### REQUIREMENTS
Write out exactly, please, the lines from the one containing "of the lace" to the end of the material.

### GIVEN RECORDS
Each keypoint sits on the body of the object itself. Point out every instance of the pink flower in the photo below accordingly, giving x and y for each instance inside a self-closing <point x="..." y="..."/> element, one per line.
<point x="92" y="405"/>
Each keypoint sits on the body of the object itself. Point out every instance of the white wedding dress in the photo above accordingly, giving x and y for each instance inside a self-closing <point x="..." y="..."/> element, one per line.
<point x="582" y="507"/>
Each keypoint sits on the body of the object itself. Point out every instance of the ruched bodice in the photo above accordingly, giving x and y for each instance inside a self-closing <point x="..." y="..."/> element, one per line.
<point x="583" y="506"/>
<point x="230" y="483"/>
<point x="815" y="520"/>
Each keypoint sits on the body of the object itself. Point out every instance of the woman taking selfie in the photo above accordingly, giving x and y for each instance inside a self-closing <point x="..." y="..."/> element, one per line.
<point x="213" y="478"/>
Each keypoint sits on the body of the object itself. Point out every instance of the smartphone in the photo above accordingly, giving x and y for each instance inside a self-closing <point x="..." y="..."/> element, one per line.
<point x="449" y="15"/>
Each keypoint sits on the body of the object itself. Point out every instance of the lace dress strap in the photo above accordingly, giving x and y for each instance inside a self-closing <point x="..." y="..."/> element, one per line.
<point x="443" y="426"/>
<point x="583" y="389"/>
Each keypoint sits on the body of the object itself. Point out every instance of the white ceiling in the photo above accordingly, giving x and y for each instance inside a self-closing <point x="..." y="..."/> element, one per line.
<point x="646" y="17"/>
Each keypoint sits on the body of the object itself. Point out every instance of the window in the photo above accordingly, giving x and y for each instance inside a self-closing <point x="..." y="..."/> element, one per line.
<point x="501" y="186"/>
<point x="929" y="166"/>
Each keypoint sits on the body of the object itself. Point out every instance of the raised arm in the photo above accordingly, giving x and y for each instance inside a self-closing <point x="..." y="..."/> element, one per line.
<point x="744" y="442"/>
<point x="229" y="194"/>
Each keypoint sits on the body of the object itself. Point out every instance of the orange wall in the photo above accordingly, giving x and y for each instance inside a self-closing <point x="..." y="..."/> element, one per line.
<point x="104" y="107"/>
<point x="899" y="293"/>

### SOLUTION TO THE EXERCISE
Each keypoint sits on the body of the object itself. Point out every instance of the lace dress strap in the photo above accordingly, giving x and y for each instance inside a self-closing <point x="..." y="..."/> element, one per line.
<point x="443" y="426"/>
<point x="583" y="389"/>
Each keypoint sits on the body of the object itself. Point out every instance of the white ceiling in the photo above accordingly, giving x and y for each instance inside a self-closing <point x="..." y="..."/> element, one per line.
<point x="646" y="17"/>
Each keypoint sits on the body of the object itself. Point out every instance of the window in the photo above accordingly, giving x and y for each instance inside a self-closing <point x="..." y="..."/> element, one per line.
<point x="501" y="186"/>
<point x="929" y="166"/>
Each keypoint sits on the body of the object itself. Point out every instance of the raised arm in the photo above accordingly, giving x and y for each instance inside a self-closing <point x="..." y="..."/> element, one per line.
<point x="744" y="442"/>
<point x="229" y="194"/>
Each keypoint sits on the body of the object itself. Point out every instance of the orange wall in the photo above accordingly, giving x and y for each instance inside a self-closing <point x="..." y="..."/> element, one per line.
<point x="104" y="107"/>
<point x="899" y="293"/>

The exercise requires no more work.